Look below for the line that has "Target: white nightstand". Set down the lines from there through the line that has "[locate] woman's ear", exactly as written.

[[ INFORMATION SHOWN open ]]

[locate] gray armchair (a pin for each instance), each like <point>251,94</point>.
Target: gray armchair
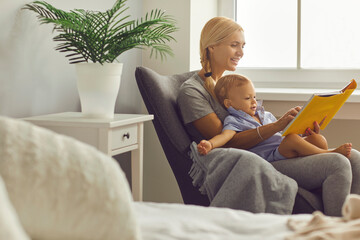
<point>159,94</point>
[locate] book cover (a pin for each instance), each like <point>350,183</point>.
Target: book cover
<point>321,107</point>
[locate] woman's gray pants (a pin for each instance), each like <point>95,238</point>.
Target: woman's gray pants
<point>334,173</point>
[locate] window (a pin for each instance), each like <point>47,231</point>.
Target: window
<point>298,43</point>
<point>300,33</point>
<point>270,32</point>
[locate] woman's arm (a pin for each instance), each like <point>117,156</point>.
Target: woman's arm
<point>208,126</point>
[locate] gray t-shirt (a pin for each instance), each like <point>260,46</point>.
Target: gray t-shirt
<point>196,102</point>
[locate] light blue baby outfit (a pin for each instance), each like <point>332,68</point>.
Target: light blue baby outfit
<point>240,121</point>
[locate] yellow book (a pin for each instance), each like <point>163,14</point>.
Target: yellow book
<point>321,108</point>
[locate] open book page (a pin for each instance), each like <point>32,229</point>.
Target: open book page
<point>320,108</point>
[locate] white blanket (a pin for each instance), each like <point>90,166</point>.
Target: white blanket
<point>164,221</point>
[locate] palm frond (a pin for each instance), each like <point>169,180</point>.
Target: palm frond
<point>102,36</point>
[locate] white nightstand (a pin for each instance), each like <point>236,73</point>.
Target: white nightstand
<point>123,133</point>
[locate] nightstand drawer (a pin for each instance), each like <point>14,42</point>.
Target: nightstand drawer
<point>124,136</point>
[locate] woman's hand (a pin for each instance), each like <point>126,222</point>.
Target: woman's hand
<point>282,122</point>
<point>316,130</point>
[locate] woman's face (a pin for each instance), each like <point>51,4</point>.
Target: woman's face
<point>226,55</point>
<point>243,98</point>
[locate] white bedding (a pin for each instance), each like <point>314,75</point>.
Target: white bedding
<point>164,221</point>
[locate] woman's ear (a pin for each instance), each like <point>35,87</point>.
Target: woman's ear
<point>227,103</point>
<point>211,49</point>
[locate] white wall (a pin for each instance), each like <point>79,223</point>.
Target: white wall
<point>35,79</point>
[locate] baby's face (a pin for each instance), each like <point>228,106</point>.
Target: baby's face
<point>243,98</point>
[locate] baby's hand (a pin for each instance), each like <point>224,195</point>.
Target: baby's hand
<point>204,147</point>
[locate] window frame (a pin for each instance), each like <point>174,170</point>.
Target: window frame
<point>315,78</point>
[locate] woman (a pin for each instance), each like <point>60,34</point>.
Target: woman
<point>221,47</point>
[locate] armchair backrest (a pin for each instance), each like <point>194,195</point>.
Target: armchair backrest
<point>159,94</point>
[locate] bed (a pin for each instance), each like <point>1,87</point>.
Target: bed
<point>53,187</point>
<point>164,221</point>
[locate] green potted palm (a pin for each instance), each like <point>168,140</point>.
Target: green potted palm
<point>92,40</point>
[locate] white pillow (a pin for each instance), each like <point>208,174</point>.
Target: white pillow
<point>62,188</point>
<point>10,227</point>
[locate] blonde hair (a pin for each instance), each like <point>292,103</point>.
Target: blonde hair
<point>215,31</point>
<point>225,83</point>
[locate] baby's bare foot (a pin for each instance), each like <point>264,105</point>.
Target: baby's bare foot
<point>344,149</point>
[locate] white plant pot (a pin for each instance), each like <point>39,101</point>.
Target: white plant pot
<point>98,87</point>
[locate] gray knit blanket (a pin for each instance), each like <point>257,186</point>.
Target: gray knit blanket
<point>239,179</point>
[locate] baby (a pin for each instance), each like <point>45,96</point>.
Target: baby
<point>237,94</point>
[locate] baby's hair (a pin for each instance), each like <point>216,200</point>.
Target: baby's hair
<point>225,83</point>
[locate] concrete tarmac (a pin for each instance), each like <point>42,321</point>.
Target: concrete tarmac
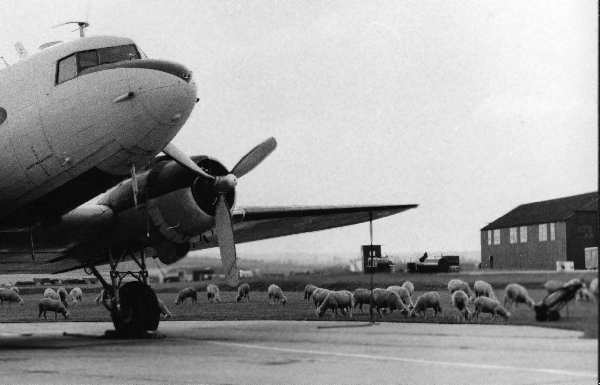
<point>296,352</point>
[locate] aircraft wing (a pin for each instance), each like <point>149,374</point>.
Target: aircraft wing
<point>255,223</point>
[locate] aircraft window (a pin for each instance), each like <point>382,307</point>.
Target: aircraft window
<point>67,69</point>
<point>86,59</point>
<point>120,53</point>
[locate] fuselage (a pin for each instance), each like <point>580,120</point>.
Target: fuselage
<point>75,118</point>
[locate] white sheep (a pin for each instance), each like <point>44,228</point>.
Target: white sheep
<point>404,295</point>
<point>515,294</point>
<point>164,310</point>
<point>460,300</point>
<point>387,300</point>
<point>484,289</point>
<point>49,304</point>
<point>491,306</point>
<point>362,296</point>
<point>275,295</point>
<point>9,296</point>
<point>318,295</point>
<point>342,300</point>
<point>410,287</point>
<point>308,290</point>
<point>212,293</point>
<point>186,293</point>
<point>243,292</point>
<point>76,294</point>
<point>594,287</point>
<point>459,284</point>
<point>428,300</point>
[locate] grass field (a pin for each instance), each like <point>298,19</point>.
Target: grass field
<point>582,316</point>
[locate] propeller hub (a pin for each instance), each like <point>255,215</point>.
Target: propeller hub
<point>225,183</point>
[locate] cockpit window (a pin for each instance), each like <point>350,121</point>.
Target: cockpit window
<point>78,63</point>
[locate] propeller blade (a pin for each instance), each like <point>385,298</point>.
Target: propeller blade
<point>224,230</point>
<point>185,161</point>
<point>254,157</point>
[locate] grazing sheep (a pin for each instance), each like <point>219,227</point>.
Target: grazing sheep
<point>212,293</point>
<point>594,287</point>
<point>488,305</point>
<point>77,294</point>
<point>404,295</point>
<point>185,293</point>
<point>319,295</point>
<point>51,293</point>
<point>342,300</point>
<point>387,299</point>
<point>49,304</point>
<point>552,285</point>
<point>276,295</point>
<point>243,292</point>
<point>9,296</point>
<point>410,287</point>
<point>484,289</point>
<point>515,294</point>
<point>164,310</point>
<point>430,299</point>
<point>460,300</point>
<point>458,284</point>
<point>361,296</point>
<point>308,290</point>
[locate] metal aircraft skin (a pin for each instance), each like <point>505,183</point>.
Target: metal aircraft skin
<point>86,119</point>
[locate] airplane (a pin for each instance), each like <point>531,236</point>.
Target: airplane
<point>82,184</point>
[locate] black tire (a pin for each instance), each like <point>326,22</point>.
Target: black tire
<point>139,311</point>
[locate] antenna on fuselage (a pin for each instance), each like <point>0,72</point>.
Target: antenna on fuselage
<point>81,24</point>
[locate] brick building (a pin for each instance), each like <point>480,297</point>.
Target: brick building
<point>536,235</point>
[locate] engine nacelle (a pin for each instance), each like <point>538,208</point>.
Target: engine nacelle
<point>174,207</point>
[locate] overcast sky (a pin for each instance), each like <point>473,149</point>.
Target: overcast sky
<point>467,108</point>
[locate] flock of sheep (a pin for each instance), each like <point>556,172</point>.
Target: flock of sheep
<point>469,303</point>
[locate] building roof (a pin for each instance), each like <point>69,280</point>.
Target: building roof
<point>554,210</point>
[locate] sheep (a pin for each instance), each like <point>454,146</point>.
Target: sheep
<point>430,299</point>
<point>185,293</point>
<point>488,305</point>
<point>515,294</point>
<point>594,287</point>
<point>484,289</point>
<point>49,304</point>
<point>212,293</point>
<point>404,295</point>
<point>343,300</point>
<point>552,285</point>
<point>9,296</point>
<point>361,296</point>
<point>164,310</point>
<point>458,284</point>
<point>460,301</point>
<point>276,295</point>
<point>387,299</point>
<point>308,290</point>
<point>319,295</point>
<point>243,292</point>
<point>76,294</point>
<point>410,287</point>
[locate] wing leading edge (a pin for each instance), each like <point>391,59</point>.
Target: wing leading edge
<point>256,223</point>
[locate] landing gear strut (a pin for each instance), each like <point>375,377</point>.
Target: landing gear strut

[[ INFORMATION SHOWN closed ]]

RESPONSE TO THIS EXERCISE:
Target: white nightstand
<point>123,133</point>
[locate] nightstand drawer (a pin for each instance), each like <point>14,42</point>.
Target: nightstand drawer
<point>124,136</point>
[locate] woman's hand (a pin for each instance), each like <point>126,222</point>.
Target: woman's hand
<point>282,122</point>
<point>316,130</point>
[locate] woman's face (a pin for each instance), each like <point>51,4</point>.
Target: woman's face
<point>226,55</point>
<point>243,98</point>
[locate] white bedding (a pin for each instance), each like <point>314,75</point>.
Target: white bedding
<point>164,221</point>
[locate] woman's ear (a pin for each instance), each like <point>35,87</point>.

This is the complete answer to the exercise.